## ИСХОДНЫЙ ТЕКСТ
»»
Я же не эмигрант, я там работаю. Меня галереи пригласили на работу после того, как прошли мои персональные выставки в музеях Америки и Европы. Впервые в жизни мне представилась возможность зарабатывать на жизнь не книжными иллюстрациями, которыми я зарабатывал в России в течение тридцати лет, а своим прямым делом - писанием картин. К эмиграции это не имеет никакого отношения.

Т.В.: Как складываются отношения между русскими художниками в эмиграции?

Э.Б.: Когда я приехал в Париж и Нью-Йорк, то очень много слышал о тех войнах, которые были в эмиграции за несколько лет до моего приезда. Я приехал в самом конце 80-х , и все войны к тому времени уже прошли. Отношения были вполне нормальные между художниками, во всяком случае я не видел каких-то военных действий. В Москве тоже ведь не все друг с другом поддерживают отношения. У каждого есть какой-то свой круг.

А если вернуться к вопросу о том, почему многие художники стали работать хуже, чем раньше, то это не обязательно из-за того, что они уехали. В каждом конкретном случае есть своя причина. Некоторые художники с возрастом теряют творческий потенциал, энергию. Или их время ушло. Ушло время, и все. Ну что поделаешь. Это не зависит от художника, это от природы дано. Спасибо за то, что они сумели сделать раньше.

Т.В.: Какой Вы видите современную культурную ситуацию в России? Каковы перспективы ее развития здесь?

Э.Б.: Должен сознаться, что я совершенно не вижу здешней ситуации, потому что приезжаю на месяц раз в году, причем летом, когда галереи закрыты и в городе вообще никого нет. И я действительно не представляю, что за культурная ситуация здесь.
««
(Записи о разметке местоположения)
»»
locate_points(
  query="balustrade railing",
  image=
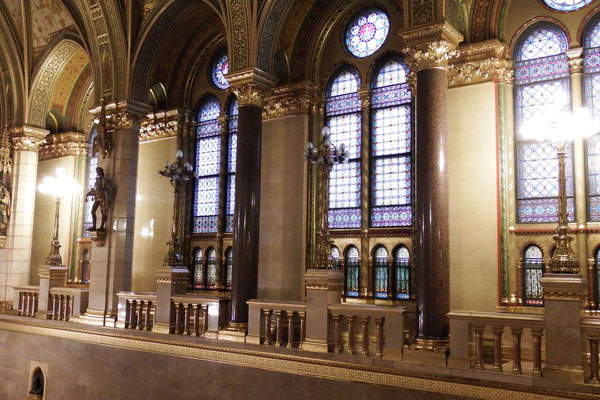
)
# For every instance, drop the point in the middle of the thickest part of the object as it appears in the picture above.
(370, 330)
(274, 323)
(467, 330)
(26, 300)
(136, 310)
(200, 315)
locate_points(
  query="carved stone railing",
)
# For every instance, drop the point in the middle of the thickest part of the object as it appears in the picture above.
(68, 302)
(374, 330)
(200, 315)
(136, 310)
(263, 314)
(467, 330)
(26, 300)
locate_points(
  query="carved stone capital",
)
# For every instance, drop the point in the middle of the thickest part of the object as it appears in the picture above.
(27, 138)
(164, 124)
(250, 86)
(64, 144)
(289, 100)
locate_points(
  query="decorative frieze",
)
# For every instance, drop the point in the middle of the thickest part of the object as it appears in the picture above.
(64, 144)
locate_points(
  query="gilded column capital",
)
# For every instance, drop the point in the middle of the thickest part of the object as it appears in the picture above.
(64, 144)
(250, 86)
(27, 138)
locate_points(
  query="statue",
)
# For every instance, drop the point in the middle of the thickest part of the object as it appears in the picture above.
(102, 193)
(4, 208)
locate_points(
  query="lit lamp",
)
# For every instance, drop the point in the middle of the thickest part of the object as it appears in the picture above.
(58, 186)
(325, 155)
(561, 129)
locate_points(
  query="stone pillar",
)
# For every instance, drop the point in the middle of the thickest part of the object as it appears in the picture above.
(15, 258)
(564, 296)
(113, 249)
(430, 60)
(249, 86)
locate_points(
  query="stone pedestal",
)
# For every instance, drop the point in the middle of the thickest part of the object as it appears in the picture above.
(323, 288)
(564, 295)
(50, 276)
(170, 281)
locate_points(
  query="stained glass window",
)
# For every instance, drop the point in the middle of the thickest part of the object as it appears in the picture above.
(533, 269)
(391, 144)
(541, 87)
(567, 5)
(343, 115)
(366, 32)
(231, 155)
(591, 81)
(208, 158)
(211, 268)
(380, 270)
(228, 268)
(352, 271)
(220, 69)
(402, 273)
(199, 276)
(90, 181)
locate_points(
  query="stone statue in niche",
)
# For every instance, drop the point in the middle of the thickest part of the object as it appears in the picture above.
(102, 194)
(4, 208)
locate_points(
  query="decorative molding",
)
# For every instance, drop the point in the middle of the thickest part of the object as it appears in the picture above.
(250, 85)
(63, 145)
(27, 138)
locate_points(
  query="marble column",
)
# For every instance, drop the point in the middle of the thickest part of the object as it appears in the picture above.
(15, 258)
(249, 87)
(429, 61)
(113, 254)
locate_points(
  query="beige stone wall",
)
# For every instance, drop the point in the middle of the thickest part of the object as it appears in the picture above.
(283, 208)
(153, 212)
(473, 198)
(45, 206)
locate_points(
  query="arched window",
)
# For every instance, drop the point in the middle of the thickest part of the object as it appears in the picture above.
(335, 255)
(228, 267)
(380, 271)
(591, 79)
(211, 268)
(199, 275)
(208, 157)
(402, 273)
(541, 89)
(343, 116)
(231, 155)
(352, 272)
(90, 181)
(391, 143)
(533, 269)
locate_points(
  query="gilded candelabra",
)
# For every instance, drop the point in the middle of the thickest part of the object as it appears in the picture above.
(179, 173)
(325, 155)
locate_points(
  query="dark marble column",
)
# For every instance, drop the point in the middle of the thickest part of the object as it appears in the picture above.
(431, 210)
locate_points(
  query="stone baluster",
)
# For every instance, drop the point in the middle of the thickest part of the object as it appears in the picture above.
(537, 351)
(350, 321)
(593, 340)
(267, 327)
(364, 350)
(196, 320)
(478, 330)
(379, 321)
(498, 330)
(290, 315)
(337, 337)
(516, 332)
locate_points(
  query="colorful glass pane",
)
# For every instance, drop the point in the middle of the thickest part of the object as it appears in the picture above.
(567, 5)
(541, 40)
(220, 69)
(367, 32)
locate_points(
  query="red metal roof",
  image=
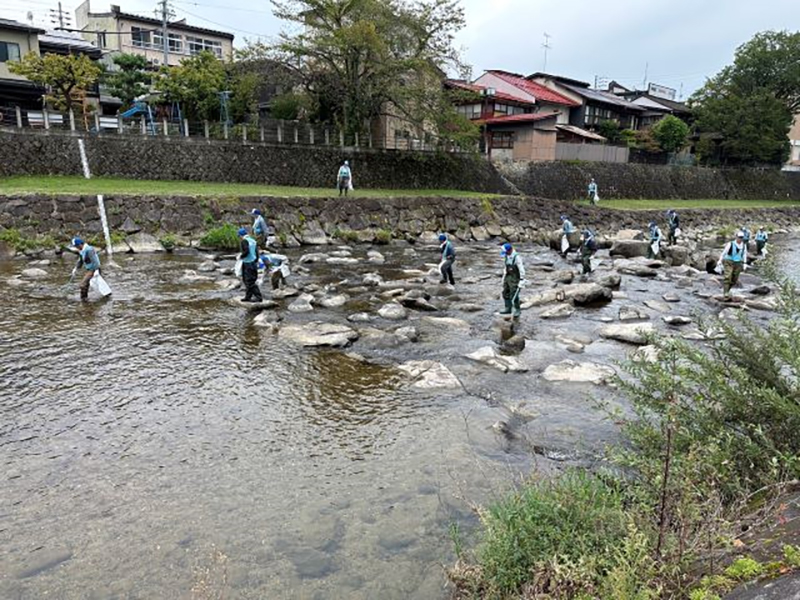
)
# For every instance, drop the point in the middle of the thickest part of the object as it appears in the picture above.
(472, 87)
(523, 118)
(537, 90)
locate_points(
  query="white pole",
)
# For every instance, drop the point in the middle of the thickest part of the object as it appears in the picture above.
(101, 206)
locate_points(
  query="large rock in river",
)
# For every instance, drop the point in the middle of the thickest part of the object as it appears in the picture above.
(629, 248)
(318, 334)
(632, 333)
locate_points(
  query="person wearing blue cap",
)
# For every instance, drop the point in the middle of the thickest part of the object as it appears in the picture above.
(448, 258)
(513, 278)
(249, 258)
(89, 260)
(260, 230)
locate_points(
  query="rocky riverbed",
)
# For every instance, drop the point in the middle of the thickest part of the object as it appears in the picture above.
(171, 439)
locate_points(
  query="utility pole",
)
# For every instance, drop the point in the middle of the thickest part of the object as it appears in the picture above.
(546, 45)
(165, 14)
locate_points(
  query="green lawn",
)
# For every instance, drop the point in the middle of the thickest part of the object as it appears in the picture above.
(120, 187)
(624, 204)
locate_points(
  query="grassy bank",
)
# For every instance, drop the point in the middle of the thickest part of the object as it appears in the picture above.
(121, 187)
(645, 204)
(710, 443)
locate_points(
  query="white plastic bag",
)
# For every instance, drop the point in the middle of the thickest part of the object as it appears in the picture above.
(99, 285)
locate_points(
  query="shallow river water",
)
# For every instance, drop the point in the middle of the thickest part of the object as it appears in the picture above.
(161, 445)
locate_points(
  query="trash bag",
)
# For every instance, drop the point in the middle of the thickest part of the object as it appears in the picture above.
(99, 285)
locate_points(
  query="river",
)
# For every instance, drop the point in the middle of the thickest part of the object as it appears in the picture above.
(161, 445)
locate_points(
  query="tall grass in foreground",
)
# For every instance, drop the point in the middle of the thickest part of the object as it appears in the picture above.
(713, 437)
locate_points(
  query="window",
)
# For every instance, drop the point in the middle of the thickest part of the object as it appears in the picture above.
(197, 45)
(470, 111)
(9, 52)
(140, 37)
(175, 41)
(503, 140)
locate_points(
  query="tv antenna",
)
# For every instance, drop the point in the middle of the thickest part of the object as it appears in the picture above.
(546, 45)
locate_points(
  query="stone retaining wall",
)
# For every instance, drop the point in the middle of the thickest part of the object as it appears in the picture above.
(568, 180)
(316, 220)
(162, 158)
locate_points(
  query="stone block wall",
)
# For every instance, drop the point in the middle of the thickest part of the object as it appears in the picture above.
(568, 180)
(135, 157)
(311, 220)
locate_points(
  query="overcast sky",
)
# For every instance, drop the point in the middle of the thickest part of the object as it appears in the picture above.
(677, 42)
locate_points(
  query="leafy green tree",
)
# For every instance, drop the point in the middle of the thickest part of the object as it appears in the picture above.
(671, 133)
(67, 77)
(195, 84)
(355, 57)
(131, 80)
(748, 107)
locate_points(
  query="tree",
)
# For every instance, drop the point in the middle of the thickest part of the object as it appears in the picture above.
(195, 84)
(671, 133)
(131, 80)
(355, 57)
(67, 77)
(748, 107)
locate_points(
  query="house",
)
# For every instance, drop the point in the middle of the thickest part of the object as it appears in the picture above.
(16, 40)
(518, 119)
(591, 107)
(119, 32)
(794, 142)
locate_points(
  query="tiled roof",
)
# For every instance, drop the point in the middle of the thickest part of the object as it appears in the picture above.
(473, 87)
(537, 90)
(521, 118)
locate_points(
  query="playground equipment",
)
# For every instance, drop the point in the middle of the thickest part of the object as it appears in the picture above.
(142, 108)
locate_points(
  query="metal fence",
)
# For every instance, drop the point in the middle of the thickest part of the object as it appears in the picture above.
(267, 131)
(591, 152)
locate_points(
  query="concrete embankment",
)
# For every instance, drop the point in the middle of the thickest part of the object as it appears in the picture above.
(319, 220)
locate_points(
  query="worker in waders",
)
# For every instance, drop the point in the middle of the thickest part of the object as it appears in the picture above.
(260, 230)
(90, 261)
(656, 237)
(513, 280)
(732, 262)
(249, 258)
(588, 248)
(674, 226)
(761, 241)
(448, 258)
««
## ЗАДАНИЕ
Повторите часть интервью, начав со слов «А если вернуться» и остановившись после слов «культурная ситуация здесь.». Замените в ней «энергию» на «силы».

## ОТВЕТ НА ЗАДАНИЕ
А если вернуться к вопросу о том, почему многие художники стали работать хуже, чем раньше, то это не обязательно из-за того, что они уехали. В каждом конкретном случае есть своя причина. Некоторые художники с возрастом теряют творческий потенциал, силы. Или их время ушло. Ушло время, и все. Ну что поделаешь. Это не зависит от художника, это от природы дано. Спасибо за то, что они сумели сделать раньше.

Т.В.: Какой Вы видите современную культурную ситуацию в России? Каковы перспективы ее развития здесь?

Э.Б.: Должен сознаться, что я совершенно не вижу здешней ситуации, потому что приезжаю на месяц раз в году, причем летом, когда галереи закрыты и в городе вообще никого нет. И я действительно не представляю, что за культурная ситуация здесь.